**** Texto proporcionado ****

En las descripciones que hace Van Gogh a Theo de un lienzo recién pintado usa un vocabulario muy simple, en el que priman las referencias a colores, y una sintaxis también sencilla. Advierto en ellas un empeño, alegre hasta la angustia, en trazar una equivalencia entre las imágenes visuales, pintadas o dibujadas, y las palabras. No son muchos los pintores que se atreven a este ejercicio. Por eso me gusta estudiarlas; trato de dar con las reproducciones de las pinturas o imaginar lo descrito por esas líneas.
Van Gogh tenía gran talento literario (lo dice Auden), era un lector voraz (Shakespeare, Flaubert, Balzac, Zola, Maupassant, Dickens, los Goncourt) y a menudo establecía unas extrañas analogías entre pintores y escritores (hay algo de Shakespeare en Rembrandt y de Delacroix en Víctor Hugo, señala, por ejemplo). Pero sus pinturas son superiores a las descripciones que hace de ellas, y también su prosa es más viva y original cuando reflexiona sobre el arte y los artistas en general o cuando relata episodios o pensamientos acerca de la vida; por ejemplo, cuando dice: “No sabremos decir nunca qué es lo que nos encierra, lo que nos cerca, lo que puede enterrarnos, pero sentimos, sin embargo, no sé qué barras, qué rejas, qué paredes”.
Hay descripciones, en cambio, en que la clave visual se centra en una comparación, símil o metáfora hecha con humor, inteligencia y sensibilidad. Así me seducen los artistas capaces de traducir en palabras o imágenes correspondencias impensadas que abren la realidad a perspectivas novedosas. No me refiero al símil meramente fantasioso, sino a aquel que coge con firmeza el hilo de las cosas, lo desanuda y lo vuelve a anudar. Yo (quizás sea esto la causa de esa admiración) las concibo encerradas dentro de una sola figura o situación, escapándoseme las distintas estructuras que palpitan en ellas. Los magos del describir desarman la envoltura de un objeto y lo convierten, con los elementos que estaban ahí pero no se veían, en otra cosa distinta que permanecía para uno hasta entonces alejada de la primera figura, ahora recubierta de otros ropajes, circunstancias y variaciones. Verla así reunida, restablecida en su nueva continuidad o parentesco produce el efecto de una revelación.
Una buena comparación hace cómplice al lector. Este cree reconocer como familiar aquella correspondencia que solo una aguda sensibilidad y observación y una imaginación superior han hecho inteligible. Quizás después de una vida entera pueda aspirar a descubrir un símil elegante e intensamente formulado. Por ahora me conformo con el goce de los que otros brindan.

**** Información proporcionada ****

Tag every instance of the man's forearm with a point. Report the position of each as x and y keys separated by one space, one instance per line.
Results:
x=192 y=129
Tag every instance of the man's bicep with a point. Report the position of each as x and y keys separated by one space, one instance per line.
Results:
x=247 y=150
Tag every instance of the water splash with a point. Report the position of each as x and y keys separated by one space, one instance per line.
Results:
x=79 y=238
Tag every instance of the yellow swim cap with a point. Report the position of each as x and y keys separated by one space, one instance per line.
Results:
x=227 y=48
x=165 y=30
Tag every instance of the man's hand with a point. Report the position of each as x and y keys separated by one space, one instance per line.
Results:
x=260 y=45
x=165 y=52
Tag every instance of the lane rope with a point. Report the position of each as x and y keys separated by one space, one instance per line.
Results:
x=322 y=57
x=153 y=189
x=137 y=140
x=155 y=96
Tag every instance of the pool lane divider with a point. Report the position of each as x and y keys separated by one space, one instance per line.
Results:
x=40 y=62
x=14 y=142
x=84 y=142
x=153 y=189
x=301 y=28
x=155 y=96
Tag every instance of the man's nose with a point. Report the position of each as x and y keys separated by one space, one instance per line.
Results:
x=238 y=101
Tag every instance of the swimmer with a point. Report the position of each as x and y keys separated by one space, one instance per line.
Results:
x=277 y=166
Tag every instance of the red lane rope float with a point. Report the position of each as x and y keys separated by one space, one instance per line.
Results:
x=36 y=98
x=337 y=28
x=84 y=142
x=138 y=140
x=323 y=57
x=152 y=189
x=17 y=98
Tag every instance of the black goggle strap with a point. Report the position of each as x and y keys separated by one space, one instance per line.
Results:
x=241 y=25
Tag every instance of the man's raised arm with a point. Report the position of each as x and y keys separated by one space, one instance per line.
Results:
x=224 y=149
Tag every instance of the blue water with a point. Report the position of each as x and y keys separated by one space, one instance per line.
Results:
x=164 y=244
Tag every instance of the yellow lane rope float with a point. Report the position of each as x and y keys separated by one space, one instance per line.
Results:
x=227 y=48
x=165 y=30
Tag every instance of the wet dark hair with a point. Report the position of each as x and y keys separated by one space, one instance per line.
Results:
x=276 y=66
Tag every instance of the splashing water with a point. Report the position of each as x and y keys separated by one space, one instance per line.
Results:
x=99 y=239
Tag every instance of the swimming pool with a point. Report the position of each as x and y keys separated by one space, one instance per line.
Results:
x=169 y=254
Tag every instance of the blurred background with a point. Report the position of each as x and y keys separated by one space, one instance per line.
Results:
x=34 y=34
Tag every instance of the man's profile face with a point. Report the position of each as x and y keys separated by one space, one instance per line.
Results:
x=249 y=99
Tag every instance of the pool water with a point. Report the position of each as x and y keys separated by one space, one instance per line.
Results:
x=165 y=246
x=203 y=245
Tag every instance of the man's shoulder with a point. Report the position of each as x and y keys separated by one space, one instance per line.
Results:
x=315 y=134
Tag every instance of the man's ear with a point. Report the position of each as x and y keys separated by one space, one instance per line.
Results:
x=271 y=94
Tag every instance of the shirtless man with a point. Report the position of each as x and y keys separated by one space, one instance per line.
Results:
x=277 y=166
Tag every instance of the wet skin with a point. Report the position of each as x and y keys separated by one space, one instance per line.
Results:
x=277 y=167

****

**Lista de tareas:**
1: Responde brevemente a estas preguntas a partir del texto sobre Van Gogh.
(a) ¿Qué predomina en el vocabulario de las descripciones que Van Gogh hace a Theo?
(b) ¿A quién se atribuye la afirmación de que Van Gogh tenía gran talento literario?
(c) ¿Qué hace con el lector una buena comparación?
2: Traduce al inglés esta oración del texto sobre Van Gogh: "No son muchos los pintores que se atreven a este ejercicio."

**Respuestas dadas:**
1:
(a) Las referencias a colores.
(b) A Auden.
(c) Lo hace cómplice.

2: Not many painters dare to attempt this exercise.